Region pointing data:
================
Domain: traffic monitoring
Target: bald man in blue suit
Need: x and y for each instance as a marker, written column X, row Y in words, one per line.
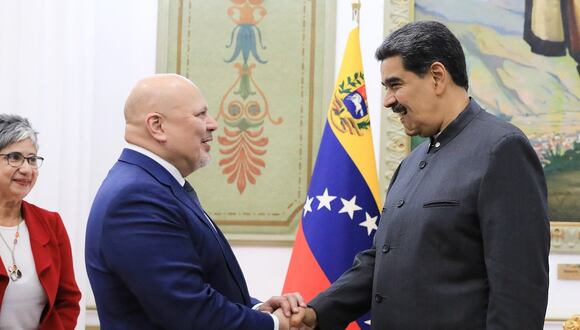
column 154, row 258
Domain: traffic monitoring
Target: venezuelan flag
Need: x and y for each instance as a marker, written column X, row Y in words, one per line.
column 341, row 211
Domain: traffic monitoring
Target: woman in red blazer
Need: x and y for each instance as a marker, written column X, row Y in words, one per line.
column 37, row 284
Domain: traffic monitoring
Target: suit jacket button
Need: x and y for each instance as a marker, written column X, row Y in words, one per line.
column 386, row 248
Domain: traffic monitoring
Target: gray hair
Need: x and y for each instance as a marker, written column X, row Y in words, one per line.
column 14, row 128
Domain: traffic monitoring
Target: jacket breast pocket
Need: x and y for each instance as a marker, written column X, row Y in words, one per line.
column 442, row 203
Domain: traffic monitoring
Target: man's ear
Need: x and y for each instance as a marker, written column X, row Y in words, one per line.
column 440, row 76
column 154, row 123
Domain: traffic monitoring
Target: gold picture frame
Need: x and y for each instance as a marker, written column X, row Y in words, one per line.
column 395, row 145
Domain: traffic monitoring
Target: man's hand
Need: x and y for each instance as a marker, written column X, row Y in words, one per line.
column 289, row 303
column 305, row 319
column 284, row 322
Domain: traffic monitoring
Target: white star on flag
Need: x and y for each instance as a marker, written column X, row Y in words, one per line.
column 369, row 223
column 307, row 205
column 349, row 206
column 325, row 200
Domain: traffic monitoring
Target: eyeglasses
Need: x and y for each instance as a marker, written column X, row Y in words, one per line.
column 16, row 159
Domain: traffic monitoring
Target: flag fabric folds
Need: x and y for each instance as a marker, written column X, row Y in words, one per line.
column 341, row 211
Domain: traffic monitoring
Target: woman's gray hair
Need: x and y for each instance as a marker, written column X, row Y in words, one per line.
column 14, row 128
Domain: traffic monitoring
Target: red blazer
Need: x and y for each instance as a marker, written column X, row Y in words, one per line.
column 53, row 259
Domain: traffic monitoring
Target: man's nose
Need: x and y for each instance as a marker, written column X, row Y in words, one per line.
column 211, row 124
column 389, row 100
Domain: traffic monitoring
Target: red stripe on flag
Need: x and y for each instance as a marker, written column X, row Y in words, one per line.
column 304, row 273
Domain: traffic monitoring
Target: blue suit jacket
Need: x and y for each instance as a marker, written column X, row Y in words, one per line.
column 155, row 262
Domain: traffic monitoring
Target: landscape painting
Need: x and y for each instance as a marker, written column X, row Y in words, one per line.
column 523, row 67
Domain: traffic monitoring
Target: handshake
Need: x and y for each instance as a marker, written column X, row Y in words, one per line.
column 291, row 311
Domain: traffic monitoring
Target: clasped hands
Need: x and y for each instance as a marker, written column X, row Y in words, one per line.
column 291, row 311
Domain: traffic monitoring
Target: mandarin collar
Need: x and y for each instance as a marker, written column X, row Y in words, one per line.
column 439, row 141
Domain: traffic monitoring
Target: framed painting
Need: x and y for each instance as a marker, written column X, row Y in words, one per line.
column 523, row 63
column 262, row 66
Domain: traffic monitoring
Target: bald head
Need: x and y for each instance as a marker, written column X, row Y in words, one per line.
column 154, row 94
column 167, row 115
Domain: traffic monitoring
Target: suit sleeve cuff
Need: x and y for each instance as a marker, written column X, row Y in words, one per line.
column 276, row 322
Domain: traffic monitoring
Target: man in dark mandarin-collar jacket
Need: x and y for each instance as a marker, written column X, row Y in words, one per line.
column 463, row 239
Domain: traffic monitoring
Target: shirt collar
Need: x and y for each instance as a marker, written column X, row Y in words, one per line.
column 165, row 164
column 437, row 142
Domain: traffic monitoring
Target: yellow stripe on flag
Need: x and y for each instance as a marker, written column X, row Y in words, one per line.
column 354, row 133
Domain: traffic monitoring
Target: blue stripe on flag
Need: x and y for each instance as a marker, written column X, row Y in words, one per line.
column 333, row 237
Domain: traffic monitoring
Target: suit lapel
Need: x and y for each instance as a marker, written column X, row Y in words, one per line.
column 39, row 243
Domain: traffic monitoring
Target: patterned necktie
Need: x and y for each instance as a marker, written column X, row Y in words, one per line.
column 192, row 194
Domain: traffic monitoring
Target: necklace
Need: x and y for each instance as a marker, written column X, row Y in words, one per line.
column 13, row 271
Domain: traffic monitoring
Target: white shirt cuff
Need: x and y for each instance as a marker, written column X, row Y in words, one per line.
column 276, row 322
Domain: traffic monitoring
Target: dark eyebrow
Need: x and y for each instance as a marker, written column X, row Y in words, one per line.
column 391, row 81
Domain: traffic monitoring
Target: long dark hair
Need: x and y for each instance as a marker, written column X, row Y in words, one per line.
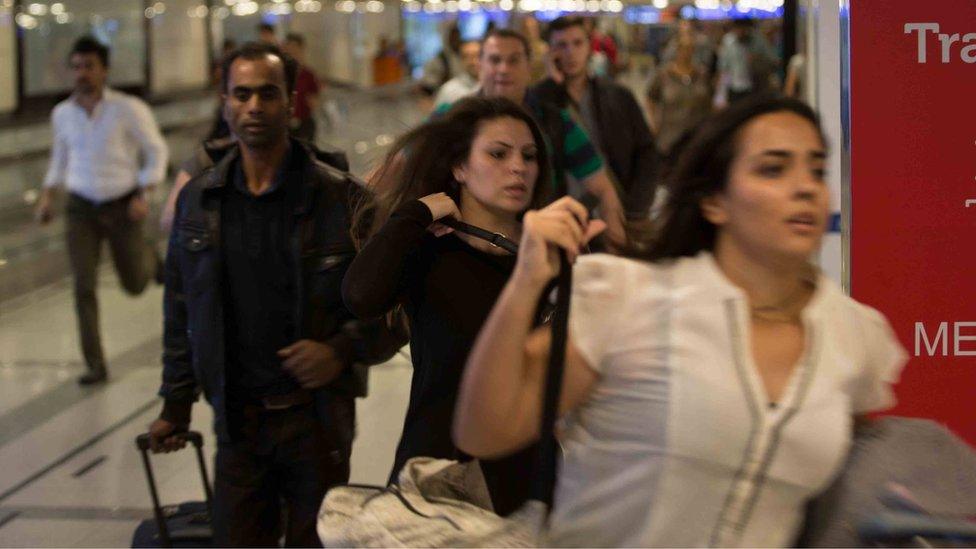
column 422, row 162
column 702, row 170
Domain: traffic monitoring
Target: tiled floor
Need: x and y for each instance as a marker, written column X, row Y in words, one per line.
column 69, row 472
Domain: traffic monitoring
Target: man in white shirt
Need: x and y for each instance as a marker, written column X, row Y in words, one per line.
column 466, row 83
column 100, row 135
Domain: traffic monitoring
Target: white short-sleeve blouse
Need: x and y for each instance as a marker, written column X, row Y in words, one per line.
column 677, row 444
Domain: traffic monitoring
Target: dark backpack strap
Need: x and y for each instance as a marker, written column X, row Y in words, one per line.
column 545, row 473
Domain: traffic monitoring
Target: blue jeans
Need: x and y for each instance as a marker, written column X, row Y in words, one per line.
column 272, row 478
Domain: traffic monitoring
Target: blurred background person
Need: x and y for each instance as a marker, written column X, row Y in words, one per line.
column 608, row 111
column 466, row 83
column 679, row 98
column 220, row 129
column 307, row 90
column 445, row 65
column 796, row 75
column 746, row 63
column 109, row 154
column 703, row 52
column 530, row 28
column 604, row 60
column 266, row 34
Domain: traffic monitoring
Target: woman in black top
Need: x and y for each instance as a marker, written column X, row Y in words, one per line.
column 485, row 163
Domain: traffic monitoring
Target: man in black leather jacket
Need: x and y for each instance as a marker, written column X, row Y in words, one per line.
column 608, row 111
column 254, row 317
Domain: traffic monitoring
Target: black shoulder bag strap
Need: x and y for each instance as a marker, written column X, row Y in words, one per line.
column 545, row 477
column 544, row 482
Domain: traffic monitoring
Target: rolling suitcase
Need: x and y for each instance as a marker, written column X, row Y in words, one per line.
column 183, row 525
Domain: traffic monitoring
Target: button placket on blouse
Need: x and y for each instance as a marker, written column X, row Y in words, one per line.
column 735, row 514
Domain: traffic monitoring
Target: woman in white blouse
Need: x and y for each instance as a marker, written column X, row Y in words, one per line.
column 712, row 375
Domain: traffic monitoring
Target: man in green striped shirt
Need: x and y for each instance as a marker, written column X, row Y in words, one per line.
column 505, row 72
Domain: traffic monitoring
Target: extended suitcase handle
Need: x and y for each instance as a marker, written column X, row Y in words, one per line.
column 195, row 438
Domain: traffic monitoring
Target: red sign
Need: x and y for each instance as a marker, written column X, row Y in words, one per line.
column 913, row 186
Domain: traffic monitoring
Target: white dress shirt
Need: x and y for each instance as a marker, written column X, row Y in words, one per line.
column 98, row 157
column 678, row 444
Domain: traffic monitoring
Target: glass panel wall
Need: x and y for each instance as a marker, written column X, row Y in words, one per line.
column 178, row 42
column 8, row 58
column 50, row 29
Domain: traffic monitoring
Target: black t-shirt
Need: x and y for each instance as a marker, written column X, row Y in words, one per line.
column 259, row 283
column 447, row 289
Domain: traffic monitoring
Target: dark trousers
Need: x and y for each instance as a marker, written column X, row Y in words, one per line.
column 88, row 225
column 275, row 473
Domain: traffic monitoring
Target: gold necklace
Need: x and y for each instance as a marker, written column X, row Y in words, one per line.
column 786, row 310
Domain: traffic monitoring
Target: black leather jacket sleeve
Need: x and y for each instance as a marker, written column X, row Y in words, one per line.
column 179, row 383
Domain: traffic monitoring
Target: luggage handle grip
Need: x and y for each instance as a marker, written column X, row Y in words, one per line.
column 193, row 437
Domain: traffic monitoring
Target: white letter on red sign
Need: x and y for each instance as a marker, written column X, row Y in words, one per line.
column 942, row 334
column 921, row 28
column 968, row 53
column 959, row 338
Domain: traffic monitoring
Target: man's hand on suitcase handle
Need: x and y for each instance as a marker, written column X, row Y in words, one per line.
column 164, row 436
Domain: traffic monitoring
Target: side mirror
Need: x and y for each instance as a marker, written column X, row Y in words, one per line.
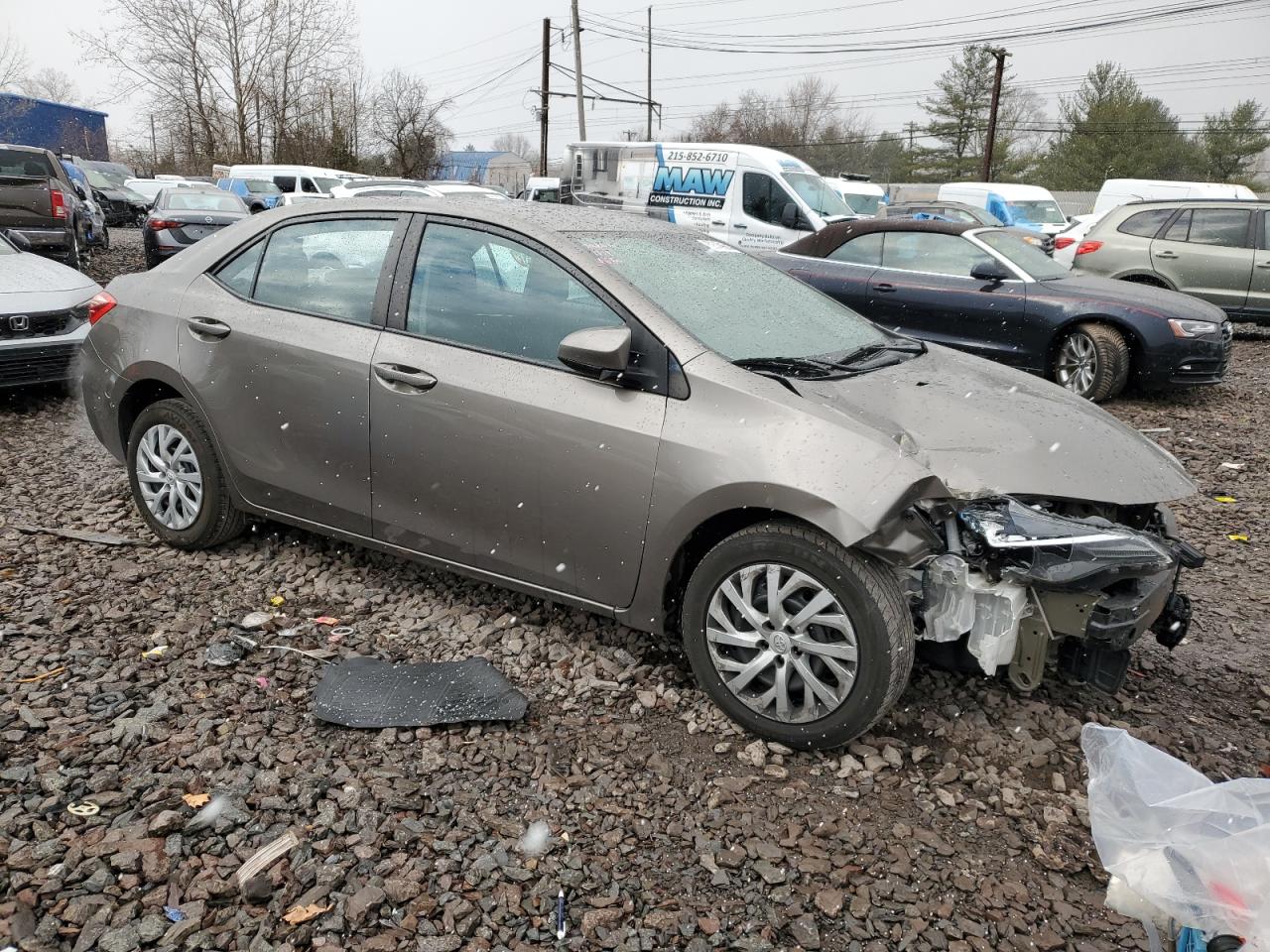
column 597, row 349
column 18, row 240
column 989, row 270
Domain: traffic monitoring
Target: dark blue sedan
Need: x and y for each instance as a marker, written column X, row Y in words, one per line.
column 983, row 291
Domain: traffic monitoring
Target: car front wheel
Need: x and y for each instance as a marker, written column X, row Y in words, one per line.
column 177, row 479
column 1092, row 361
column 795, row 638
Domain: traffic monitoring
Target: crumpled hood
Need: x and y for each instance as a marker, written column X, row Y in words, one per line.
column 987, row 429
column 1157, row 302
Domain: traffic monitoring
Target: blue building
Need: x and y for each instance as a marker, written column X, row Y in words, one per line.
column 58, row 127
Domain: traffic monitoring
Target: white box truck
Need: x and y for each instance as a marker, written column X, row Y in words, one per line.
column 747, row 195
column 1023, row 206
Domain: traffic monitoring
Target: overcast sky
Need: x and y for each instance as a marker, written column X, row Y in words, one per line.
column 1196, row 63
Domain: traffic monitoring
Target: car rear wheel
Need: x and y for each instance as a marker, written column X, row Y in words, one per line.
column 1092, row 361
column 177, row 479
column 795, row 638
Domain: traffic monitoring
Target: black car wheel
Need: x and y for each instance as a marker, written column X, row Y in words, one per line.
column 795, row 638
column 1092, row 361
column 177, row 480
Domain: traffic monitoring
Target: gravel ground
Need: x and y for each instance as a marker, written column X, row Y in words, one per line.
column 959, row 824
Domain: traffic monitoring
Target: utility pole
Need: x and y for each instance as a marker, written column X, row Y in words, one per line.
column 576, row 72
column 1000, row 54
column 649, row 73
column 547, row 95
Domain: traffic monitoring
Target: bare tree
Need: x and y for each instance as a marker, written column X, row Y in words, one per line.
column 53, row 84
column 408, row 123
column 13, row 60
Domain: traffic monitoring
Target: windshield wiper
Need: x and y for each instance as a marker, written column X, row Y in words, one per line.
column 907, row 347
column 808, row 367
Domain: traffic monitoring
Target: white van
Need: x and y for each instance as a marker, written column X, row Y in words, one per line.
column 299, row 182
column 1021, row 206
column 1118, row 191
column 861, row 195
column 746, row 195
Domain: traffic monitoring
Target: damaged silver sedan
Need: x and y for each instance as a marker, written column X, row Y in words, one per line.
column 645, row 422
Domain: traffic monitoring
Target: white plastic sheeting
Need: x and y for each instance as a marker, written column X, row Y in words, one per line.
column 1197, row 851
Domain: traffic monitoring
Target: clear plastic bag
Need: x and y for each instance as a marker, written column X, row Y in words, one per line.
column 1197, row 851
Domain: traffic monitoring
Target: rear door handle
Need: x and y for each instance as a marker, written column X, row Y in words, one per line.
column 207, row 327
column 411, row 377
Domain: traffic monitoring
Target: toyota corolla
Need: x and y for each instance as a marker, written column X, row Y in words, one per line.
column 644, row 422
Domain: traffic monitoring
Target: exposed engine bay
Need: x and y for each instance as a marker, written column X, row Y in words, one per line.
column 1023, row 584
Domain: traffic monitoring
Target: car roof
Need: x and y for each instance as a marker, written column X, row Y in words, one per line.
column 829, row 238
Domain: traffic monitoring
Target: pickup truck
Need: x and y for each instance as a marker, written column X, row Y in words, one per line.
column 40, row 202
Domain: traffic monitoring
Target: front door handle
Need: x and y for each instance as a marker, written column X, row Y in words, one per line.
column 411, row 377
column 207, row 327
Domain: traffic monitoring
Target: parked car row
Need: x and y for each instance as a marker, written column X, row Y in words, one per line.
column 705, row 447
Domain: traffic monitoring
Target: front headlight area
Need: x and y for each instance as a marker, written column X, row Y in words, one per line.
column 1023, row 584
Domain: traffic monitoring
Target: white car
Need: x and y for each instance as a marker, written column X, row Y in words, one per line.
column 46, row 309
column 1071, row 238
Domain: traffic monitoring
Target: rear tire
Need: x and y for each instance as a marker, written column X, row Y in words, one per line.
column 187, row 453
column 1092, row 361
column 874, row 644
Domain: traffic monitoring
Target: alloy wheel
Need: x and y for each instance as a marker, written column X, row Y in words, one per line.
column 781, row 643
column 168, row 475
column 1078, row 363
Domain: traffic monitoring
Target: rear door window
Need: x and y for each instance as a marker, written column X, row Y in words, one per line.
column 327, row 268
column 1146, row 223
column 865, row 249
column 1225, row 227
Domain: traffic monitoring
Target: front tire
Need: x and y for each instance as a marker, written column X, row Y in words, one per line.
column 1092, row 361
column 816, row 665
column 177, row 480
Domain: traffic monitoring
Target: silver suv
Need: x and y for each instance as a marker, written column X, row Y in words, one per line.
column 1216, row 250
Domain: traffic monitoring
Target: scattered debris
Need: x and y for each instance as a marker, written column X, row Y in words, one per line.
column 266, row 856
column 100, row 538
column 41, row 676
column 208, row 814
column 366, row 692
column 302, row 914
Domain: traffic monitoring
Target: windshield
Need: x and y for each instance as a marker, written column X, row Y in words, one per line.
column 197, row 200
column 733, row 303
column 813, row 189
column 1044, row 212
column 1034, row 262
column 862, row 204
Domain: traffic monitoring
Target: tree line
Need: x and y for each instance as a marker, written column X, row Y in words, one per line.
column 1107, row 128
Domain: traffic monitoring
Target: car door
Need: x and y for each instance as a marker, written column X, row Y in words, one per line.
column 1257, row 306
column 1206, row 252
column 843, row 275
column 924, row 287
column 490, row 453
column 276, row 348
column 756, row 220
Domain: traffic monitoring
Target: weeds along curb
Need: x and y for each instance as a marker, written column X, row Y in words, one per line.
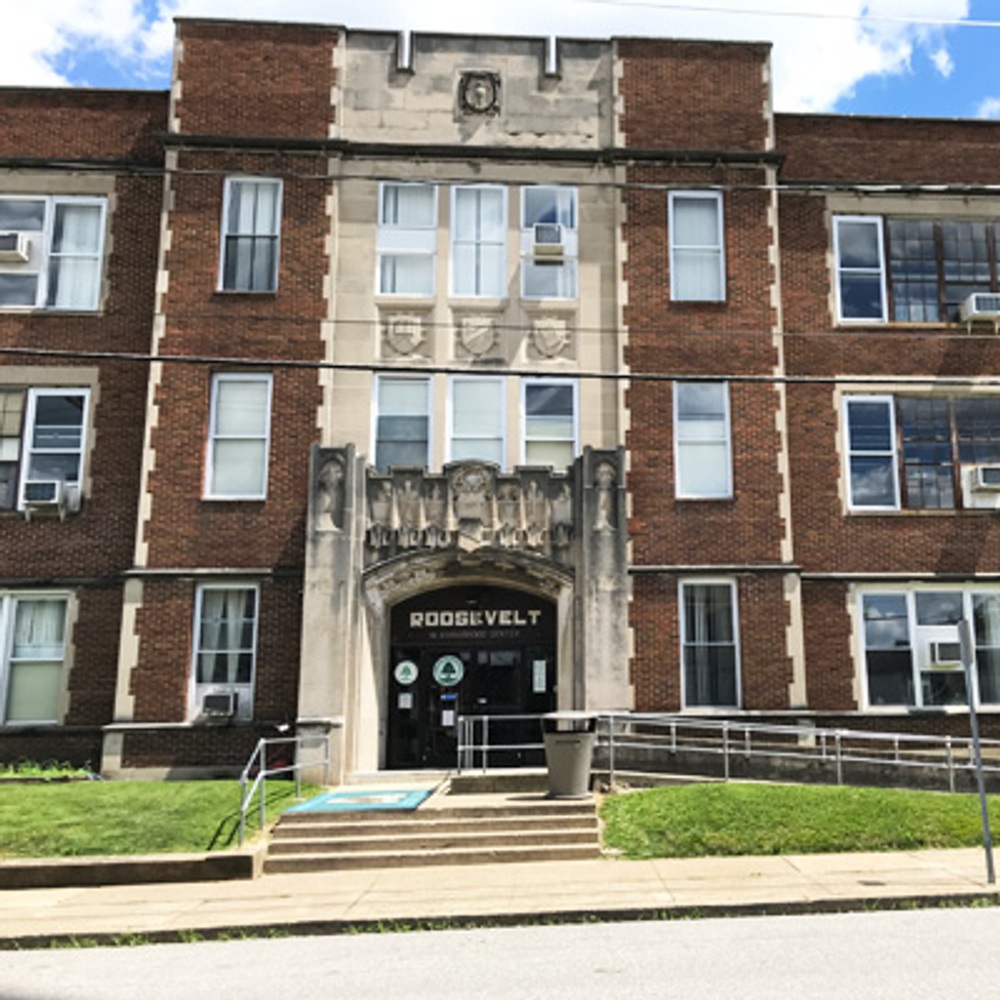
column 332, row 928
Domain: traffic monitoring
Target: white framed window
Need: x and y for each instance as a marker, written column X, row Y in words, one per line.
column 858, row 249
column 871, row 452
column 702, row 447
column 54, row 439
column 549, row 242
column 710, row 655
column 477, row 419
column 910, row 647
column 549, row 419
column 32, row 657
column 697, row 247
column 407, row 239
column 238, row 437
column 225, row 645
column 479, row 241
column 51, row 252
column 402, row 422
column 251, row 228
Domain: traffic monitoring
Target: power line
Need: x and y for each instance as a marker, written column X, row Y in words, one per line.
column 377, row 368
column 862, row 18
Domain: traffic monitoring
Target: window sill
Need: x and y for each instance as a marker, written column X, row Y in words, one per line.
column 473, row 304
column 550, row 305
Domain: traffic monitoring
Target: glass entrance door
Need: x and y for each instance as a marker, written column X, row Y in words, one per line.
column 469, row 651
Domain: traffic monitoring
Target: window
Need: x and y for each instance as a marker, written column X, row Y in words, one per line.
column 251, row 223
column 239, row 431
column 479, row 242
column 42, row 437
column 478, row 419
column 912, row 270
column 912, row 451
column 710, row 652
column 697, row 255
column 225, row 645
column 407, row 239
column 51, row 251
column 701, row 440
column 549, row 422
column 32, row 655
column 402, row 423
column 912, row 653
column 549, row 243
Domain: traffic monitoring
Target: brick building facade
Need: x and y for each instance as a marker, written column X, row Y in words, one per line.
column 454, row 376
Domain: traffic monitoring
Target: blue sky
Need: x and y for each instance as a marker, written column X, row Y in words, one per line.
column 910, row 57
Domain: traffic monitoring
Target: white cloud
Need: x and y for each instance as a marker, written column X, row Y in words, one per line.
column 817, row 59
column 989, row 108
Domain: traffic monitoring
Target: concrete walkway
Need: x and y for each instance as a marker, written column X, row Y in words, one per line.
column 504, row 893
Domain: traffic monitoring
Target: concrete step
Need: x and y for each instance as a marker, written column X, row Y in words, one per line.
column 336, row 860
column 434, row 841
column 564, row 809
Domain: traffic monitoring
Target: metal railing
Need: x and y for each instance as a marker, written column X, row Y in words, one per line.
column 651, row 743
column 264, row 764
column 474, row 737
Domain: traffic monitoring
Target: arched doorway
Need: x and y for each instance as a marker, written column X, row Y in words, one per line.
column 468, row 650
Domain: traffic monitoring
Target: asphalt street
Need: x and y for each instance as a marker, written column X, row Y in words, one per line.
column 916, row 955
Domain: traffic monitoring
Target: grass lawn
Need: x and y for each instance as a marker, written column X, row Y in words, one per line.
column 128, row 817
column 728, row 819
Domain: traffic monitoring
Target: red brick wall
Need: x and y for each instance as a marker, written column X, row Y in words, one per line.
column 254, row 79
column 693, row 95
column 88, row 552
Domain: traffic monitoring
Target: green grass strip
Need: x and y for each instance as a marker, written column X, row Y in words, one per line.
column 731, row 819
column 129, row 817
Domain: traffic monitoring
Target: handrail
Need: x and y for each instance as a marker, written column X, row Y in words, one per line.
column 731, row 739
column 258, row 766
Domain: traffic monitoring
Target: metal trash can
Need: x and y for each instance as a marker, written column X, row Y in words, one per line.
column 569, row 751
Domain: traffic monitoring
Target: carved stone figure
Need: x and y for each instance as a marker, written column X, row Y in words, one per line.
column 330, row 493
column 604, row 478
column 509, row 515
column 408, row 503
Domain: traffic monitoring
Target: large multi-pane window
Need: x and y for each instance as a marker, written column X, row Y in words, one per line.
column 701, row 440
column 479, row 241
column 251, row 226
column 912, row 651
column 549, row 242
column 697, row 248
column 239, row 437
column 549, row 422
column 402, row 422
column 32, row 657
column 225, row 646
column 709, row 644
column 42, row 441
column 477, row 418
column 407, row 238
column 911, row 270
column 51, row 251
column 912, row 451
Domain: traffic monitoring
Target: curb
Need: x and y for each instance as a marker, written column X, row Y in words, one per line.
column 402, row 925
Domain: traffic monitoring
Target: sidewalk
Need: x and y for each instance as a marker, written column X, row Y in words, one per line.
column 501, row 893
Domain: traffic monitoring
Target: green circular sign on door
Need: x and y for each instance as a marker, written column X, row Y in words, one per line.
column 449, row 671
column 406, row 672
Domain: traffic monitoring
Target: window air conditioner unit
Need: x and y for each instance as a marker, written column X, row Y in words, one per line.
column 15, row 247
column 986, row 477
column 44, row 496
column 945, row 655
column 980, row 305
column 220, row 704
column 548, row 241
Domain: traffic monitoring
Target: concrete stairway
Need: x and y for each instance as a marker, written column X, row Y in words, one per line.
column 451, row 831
================
All lines in the records that contain "plastic" are to be copied and returned.

**ANSWER TO THIS EXERCISE**:
Target: white plastic sheeting
Target: clear plastic bag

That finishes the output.